## BEGIN DATA PROVIDED
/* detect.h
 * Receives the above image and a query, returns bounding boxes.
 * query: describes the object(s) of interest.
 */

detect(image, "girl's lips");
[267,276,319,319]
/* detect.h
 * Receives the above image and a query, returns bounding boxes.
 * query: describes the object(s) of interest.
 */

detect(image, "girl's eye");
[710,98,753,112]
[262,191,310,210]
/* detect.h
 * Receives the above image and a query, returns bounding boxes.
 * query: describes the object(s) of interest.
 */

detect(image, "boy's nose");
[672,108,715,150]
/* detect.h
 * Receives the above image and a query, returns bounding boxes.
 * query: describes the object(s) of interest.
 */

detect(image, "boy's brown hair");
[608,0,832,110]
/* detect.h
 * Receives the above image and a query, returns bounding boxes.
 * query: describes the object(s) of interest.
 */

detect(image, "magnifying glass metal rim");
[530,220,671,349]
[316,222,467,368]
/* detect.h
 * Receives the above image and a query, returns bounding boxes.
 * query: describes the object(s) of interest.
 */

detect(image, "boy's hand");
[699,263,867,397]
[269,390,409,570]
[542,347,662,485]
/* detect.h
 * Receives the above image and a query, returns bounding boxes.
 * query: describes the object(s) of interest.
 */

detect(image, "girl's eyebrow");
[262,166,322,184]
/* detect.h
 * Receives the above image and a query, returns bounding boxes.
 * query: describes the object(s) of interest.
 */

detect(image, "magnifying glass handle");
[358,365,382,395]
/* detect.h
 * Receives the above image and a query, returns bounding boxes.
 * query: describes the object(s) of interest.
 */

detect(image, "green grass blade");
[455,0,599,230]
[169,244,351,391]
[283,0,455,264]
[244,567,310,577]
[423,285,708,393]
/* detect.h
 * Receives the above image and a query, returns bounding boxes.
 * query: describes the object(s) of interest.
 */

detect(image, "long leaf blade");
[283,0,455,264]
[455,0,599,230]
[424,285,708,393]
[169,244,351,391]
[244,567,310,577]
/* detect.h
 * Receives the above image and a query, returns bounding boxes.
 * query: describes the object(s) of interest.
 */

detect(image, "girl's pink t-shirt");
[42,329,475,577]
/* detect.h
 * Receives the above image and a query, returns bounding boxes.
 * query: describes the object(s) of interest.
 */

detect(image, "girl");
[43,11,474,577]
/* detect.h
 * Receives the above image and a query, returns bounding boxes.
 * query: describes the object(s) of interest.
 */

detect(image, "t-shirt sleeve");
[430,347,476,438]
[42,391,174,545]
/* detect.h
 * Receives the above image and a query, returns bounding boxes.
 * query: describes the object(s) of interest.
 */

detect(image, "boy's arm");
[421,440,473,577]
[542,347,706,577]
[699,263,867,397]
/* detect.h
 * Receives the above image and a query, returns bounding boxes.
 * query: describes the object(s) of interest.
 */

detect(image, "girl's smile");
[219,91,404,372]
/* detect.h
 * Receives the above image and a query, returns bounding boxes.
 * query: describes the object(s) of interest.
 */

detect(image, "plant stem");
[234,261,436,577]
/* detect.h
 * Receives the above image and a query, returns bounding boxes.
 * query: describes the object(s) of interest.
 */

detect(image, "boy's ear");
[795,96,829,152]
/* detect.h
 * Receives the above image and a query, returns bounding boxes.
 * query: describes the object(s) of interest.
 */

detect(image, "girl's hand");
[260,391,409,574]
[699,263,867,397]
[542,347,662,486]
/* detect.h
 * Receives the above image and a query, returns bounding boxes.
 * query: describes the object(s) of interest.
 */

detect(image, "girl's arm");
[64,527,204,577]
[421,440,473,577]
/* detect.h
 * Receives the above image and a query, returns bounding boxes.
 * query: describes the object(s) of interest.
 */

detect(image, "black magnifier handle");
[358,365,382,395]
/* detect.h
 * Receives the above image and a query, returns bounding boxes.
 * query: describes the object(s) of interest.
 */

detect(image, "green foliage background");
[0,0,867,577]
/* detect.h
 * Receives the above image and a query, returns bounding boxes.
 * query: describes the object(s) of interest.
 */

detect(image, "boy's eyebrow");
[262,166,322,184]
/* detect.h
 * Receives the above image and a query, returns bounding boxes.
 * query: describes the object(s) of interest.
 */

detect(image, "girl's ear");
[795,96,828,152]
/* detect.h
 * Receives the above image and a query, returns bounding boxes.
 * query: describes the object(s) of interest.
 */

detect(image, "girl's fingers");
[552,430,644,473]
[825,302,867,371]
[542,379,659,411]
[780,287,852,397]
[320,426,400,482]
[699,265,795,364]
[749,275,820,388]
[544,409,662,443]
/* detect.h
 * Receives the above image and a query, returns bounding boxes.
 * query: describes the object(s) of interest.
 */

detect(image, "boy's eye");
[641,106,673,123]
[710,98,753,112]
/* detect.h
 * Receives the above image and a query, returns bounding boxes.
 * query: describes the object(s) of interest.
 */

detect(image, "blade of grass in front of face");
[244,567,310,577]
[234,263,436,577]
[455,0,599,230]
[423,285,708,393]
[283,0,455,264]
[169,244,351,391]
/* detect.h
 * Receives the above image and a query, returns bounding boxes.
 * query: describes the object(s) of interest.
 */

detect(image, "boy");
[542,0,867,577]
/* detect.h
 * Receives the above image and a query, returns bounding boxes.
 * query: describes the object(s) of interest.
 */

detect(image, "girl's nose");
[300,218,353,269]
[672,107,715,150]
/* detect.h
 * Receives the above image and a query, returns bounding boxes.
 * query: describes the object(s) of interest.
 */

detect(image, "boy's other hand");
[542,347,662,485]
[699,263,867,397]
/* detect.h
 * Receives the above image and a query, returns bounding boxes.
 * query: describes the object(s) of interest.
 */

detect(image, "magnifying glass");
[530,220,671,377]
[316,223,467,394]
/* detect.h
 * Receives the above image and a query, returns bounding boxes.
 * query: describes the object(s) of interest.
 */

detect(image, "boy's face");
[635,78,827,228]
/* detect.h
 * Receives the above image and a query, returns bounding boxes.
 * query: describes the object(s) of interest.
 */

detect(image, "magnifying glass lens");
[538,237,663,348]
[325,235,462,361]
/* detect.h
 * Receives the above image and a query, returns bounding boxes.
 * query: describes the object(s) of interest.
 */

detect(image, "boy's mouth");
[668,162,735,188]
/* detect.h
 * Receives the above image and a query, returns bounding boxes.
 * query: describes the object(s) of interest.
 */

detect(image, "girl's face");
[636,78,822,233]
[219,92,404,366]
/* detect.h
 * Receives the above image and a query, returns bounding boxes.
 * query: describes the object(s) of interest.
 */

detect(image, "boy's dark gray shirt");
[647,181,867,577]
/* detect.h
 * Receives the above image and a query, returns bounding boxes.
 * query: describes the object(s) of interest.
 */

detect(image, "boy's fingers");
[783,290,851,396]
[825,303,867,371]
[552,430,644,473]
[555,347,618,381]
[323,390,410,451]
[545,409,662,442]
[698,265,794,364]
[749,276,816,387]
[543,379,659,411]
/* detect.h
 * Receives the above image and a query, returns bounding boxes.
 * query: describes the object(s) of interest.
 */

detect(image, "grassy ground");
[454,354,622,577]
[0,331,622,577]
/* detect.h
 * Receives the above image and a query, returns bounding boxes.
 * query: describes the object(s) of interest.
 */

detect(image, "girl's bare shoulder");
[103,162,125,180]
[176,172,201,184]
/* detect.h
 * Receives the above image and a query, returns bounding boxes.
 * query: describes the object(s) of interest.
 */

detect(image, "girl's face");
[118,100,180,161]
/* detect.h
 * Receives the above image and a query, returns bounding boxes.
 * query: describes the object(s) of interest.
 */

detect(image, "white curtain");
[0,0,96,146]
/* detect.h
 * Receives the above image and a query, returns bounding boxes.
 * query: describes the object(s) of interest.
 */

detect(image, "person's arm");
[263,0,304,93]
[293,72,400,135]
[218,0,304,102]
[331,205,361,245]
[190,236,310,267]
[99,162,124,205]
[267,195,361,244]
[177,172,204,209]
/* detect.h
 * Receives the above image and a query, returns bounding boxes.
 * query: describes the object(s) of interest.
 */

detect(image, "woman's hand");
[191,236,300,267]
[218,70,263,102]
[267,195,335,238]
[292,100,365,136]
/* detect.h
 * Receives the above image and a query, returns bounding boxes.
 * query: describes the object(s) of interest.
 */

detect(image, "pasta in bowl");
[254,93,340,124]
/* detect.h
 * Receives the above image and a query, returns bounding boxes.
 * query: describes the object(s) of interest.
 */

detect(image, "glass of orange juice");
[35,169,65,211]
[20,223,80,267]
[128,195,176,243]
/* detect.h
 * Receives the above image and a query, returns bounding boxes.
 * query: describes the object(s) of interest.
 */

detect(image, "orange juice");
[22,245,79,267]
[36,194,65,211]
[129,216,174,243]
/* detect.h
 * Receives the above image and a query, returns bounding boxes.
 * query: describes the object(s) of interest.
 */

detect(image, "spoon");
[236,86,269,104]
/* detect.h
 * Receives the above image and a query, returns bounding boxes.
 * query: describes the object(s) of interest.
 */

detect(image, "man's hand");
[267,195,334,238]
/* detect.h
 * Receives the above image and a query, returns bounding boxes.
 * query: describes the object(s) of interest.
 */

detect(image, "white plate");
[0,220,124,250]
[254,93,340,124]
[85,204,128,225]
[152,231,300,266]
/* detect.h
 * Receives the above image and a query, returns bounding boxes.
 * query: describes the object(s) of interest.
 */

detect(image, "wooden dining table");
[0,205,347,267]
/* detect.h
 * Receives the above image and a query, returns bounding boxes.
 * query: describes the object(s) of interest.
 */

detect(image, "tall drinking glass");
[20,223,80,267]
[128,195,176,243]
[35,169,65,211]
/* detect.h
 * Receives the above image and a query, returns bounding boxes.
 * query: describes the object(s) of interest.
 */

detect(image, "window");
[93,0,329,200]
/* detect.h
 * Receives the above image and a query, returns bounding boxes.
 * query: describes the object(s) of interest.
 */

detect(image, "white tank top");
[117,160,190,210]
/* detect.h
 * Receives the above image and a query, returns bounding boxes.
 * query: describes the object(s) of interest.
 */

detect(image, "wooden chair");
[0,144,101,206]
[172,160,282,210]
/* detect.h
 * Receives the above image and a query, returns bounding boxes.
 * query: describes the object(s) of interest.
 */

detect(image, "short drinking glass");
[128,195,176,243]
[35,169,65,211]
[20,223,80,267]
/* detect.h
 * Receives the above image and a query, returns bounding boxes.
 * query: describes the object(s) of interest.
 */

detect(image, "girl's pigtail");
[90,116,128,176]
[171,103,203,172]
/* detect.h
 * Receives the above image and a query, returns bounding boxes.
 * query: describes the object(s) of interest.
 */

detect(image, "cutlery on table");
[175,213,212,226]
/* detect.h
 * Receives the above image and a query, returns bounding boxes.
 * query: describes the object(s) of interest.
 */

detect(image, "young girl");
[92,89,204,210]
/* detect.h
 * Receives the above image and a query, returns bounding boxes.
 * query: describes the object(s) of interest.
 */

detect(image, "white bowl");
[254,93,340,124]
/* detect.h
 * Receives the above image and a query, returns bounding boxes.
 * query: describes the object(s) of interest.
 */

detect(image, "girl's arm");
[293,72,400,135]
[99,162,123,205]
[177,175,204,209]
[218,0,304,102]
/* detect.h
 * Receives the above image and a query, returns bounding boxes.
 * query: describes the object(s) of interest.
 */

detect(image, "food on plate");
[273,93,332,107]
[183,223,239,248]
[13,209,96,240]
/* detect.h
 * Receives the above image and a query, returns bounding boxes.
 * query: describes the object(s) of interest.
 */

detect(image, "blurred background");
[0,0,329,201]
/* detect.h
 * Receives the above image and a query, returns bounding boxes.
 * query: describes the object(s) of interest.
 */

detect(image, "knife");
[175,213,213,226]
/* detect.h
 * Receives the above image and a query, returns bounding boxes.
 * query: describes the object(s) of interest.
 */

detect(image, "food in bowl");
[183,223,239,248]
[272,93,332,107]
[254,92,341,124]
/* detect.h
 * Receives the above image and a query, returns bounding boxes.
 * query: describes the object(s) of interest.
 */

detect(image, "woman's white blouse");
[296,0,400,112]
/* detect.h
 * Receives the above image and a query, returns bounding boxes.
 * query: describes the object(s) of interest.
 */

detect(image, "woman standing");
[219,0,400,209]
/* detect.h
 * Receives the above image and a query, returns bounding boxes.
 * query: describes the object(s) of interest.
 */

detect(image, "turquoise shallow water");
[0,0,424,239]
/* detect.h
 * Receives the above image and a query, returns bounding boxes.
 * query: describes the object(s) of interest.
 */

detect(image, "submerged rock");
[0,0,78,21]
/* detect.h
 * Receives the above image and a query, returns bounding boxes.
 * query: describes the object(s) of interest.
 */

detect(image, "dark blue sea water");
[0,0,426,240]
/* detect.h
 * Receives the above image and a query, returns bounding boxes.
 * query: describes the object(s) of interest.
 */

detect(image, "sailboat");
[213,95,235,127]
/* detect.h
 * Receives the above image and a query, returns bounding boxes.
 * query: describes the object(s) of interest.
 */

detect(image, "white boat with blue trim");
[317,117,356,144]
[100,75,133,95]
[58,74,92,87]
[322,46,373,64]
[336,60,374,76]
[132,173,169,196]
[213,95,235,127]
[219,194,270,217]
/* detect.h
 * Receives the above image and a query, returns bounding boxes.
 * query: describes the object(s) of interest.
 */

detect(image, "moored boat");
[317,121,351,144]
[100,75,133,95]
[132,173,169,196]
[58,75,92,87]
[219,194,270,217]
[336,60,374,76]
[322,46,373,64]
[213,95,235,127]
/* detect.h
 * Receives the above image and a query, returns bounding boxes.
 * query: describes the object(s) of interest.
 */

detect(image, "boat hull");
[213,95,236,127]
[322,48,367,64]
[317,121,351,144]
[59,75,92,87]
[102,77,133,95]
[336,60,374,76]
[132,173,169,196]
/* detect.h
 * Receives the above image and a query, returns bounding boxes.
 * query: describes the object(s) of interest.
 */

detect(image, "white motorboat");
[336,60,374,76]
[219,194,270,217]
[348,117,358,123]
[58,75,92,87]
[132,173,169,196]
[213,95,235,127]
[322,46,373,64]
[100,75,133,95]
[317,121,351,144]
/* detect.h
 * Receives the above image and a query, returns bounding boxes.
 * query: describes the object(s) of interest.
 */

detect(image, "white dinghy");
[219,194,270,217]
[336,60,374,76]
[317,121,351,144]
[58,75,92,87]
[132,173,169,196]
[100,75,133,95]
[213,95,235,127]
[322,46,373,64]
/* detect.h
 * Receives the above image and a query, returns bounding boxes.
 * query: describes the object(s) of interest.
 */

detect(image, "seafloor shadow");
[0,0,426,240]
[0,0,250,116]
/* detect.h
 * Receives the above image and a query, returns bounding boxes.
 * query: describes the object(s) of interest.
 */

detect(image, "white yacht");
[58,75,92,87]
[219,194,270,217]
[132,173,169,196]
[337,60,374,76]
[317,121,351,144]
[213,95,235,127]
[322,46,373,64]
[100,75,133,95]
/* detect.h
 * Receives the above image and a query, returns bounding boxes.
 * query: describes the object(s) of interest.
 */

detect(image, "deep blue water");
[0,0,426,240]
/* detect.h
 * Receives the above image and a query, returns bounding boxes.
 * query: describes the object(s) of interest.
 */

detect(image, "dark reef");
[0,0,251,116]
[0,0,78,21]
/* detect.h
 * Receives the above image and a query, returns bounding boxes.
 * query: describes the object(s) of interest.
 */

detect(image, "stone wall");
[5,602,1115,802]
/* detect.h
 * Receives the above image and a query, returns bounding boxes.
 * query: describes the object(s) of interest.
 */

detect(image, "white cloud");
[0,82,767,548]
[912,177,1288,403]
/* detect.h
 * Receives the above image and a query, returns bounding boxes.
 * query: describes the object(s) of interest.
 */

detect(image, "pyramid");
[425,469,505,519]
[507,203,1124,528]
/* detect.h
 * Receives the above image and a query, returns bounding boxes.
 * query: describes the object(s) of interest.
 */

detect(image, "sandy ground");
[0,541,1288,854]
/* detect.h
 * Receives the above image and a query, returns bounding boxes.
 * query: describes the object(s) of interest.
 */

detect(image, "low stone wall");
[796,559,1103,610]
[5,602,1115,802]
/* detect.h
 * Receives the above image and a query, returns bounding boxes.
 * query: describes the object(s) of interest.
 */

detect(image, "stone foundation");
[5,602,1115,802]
## END DATA PROVIDED
**TO DO**
Copy the lines from the first one through the one containing "[42,329,475,577]", replacing "magnifying glass" with "hand lens" and leaving everything else unchanged.

**ANSWER TO THE EXERCISE**
/* detect.h
 * Receives the above image and a query, returns bounding boxes.
 * query: describes the object(s) of interest.
 */

detect(image, "girl's lips");
[267,276,319,319]
/* detect.h
 * Receives the above image and a query, returns bounding boxes.
 * query: describes the object(s) of interest.
 */

detect(image, "girl's eye");
[710,98,753,112]
[262,191,310,210]
/* detect.h
 * Receives the above image and a query, returns bounding boxes.
 * query: describes the object(s) of interest.
 */

detect(image, "boy's nose");
[672,108,715,150]
/* detect.h
 * Receives the above image and a query, returns bounding boxes.
 * query: describes the object(s) of interest.
 */

detect(image, "boy's brown hair");
[608,0,832,110]
/* detect.h
 * Receives the above image and a query, returns bounding boxes.
 * query: describes the object(s) of interest.
 */

detect(image, "hand lens metal rim");
[530,220,671,349]
[316,222,467,368]
/* detect.h
 * Receives the above image and a query, returns bounding boxes.
 * query: describes the object(s) of interest.
 */

detect(image, "boy's hand");
[699,263,867,397]
[269,390,409,570]
[542,347,662,485]
/* detect.h
 * Receives the above image and a query, returns bounding boxes.
 * query: describes the object(s) of interest.
 */

detect(image, "girl's eyebrow");
[262,166,322,184]
/* detect.h
 * Receives the above image and a query, returns bounding boxes.
 * query: describes the object(s) of interest.
 */

detect(image, "hand lens handle");
[358,365,382,395]
/* detect.h
 * Receives the above image and a query, returns bounding boxes.
 * query: describes the object(s) of interest.
 */

detect(image, "green grass blade");
[455,0,599,230]
[169,244,351,391]
[283,0,455,264]
[244,567,310,577]
[423,285,708,393]
/* detect.h
 * Receives the above image and a query, returns bounding boxes.
 * query: describes the object(s) of interest.
 */

detect(image, "long leaf blade");
[283,0,455,264]
[455,0,599,230]
[424,285,708,393]
[169,244,351,391]
[244,567,310,577]
/* detect.h
 * Receives the above image and a query, returns bounding boxes.
 * query: describes the object(s) of interest.
 */

detect(image, "girl's pink t-shirt");
[42,329,475,577]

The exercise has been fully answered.